**Task statement:** Return each line in the listing below that contains the string "helmet". The match is case-sensitive.

# Exercise material start

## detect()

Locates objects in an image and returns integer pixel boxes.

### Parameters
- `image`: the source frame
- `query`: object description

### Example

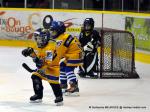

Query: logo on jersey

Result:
[56,40,62,46]
[46,51,53,61]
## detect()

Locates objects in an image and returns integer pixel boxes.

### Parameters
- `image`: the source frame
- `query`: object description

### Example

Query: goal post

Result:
[99,29,139,78]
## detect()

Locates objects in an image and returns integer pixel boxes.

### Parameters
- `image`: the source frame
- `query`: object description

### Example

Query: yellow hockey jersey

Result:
[29,34,83,83]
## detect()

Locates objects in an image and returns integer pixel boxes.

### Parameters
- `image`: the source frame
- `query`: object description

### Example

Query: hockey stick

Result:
[22,63,35,73]
[43,15,53,29]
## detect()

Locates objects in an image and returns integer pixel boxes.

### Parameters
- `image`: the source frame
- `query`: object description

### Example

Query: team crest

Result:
[56,40,62,46]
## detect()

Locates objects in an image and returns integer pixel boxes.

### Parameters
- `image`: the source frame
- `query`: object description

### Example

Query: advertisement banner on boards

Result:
[0,10,101,40]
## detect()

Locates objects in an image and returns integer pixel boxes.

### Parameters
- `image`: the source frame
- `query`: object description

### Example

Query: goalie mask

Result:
[83,18,94,32]
[50,21,66,39]
[34,28,50,48]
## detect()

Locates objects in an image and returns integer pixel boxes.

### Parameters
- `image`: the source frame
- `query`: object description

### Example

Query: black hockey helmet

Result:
[33,28,50,48]
[50,21,66,39]
[83,18,94,31]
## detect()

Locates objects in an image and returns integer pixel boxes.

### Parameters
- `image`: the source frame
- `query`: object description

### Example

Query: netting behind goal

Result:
[100,30,139,78]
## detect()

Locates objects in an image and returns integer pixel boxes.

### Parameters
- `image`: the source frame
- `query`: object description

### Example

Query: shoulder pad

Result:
[64,35,74,47]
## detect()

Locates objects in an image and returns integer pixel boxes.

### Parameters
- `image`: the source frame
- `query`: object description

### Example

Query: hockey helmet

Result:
[50,21,66,39]
[33,28,50,48]
[83,18,94,31]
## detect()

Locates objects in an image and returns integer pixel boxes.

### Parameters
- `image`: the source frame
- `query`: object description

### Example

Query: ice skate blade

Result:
[62,89,67,94]
[65,92,80,97]
[30,99,42,103]
[56,102,64,106]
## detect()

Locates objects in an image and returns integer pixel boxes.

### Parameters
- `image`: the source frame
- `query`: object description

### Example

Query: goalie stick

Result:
[22,63,35,73]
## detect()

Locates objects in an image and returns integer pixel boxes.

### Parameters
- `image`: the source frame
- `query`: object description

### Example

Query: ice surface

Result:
[0,47,150,112]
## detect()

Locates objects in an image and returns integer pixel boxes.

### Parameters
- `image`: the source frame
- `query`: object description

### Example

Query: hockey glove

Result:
[22,47,34,57]
[83,42,94,52]
[33,57,44,68]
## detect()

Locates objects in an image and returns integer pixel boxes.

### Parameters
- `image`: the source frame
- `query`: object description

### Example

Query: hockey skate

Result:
[54,96,63,106]
[65,82,80,96]
[30,94,42,103]
[60,84,68,93]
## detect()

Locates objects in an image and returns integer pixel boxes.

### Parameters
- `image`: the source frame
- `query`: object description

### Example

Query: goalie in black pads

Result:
[79,18,100,78]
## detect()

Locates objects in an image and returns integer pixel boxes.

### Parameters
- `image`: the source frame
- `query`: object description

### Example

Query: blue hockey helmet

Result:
[83,18,94,31]
[50,21,66,39]
[33,28,50,48]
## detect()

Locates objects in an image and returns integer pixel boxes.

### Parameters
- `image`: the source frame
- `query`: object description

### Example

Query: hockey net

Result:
[100,29,139,78]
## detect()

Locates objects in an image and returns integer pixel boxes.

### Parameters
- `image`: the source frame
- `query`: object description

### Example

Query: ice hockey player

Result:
[22,28,63,106]
[79,18,100,78]
[50,21,83,96]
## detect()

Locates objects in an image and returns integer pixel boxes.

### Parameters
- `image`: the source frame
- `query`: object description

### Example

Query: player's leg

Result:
[30,75,43,102]
[65,66,79,96]
[59,62,67,93]
[86,52,98,78]
[50,83,63,106]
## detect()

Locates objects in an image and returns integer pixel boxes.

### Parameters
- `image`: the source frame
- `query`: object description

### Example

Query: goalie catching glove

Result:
[83,42,94,52]
[22,47,34,57]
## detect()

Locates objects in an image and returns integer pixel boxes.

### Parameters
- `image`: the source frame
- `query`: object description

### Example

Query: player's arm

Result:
[22,47,36,58]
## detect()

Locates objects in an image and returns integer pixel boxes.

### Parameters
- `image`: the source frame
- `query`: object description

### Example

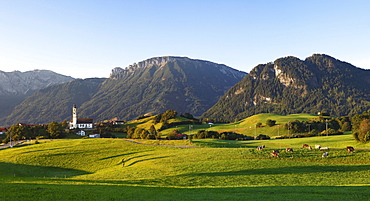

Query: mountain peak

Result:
[0,70,73,95]
[110,56,246,79]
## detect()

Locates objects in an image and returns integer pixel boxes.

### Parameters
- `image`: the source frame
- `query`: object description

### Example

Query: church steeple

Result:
[71,104,77,128]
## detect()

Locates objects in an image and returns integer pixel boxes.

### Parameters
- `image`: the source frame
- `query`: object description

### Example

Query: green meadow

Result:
[132,113,319,137]
[0,134,370,200]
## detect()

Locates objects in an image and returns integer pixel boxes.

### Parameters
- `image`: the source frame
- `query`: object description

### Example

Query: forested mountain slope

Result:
[0,57,246,125]
[202,54,370,121]
[80,57,246,120]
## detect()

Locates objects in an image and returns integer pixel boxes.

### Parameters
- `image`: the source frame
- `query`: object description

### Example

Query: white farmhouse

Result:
[69,104,94,129]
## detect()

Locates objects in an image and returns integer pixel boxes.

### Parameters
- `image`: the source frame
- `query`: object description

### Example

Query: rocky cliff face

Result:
[202,54,370,120]
[110,56,246,79]
[0,70,73,96]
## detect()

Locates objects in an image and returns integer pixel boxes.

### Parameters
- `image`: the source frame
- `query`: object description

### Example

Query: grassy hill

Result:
[0,135,370,200]
[127,113,319,137]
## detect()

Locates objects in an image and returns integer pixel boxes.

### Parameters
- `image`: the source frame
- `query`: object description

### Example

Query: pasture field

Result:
[139,113,319,137]
[0,135,370,200]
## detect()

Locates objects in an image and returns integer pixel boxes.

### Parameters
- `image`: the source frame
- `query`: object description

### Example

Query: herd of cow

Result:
[257,144,355,158]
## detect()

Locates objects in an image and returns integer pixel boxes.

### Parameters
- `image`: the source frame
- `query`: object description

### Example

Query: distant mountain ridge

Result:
[110,56,246,79]
[0,70,74,95]
[0,70,74,119]
[0,57,247,125]
[202,54,370,121]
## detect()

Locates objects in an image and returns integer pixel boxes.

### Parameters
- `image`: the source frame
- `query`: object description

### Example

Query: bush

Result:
[256,134,270,140]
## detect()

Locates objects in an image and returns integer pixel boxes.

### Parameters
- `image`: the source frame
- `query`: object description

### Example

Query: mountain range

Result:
[0,70,74,119]
[0,54,370,125]
[0,56,247,125]
[202,54,370,121]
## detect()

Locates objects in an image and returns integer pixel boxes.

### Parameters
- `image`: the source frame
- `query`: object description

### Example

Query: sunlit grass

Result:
[0,135,370,200]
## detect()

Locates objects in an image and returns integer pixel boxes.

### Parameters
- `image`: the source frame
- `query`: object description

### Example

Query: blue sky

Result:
[0,0,370,78]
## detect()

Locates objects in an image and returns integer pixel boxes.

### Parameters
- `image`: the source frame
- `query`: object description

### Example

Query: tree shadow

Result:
[99,152,143,160]
[176,165,370,177]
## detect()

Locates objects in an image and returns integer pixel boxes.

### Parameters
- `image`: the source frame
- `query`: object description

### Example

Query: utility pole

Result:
[9,129,13,148]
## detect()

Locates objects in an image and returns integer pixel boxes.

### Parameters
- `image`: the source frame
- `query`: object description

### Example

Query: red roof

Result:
[77,118,93,124]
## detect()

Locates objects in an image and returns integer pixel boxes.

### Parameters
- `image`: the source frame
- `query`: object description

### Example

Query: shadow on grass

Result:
[0,162,90,178]
[193,139,262,148]
[99,151,143,160]
[125,154,168,167]
[0,183,370,201]
[180,165,370,177]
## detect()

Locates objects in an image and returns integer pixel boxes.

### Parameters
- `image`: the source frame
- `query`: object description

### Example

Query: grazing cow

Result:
[257,145,266,151]
[285,148,293,152]
[302,144,312,150]
[346,147,355,153]
[321,152,329,158]
[270,152,279,158]
[320,147,329,151]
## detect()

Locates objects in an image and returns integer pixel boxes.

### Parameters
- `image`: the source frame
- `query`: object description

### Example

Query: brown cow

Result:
[272,149,280,154]
[257,145,266,151]
[346,146,355,153]
[270,152,279,158]
[302,144,312,150]
[285,148,293,152]
[321,152,329,158]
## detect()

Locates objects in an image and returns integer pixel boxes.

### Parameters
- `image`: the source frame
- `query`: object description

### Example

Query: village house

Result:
[69,105,94,129]
[0,127,8,135]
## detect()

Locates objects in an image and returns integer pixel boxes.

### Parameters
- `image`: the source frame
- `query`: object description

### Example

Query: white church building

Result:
[69,104,94,129]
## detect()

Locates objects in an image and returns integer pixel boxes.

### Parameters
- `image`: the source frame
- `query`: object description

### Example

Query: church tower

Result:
[71,104,77,128]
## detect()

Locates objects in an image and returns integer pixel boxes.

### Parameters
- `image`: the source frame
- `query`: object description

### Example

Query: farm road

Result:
[123,139,200,148]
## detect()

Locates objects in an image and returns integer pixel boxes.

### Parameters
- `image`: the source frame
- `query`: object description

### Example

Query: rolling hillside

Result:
[0,57,246,125]
[202,54,370,121]
[0,135,370,200]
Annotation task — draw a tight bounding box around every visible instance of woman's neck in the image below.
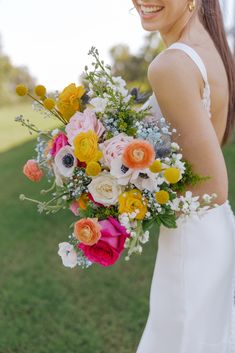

# Exercise material end

**Exercise solution:**
Query: black hockey helmet
Query: hockey helmet
Query: blue hockey helmet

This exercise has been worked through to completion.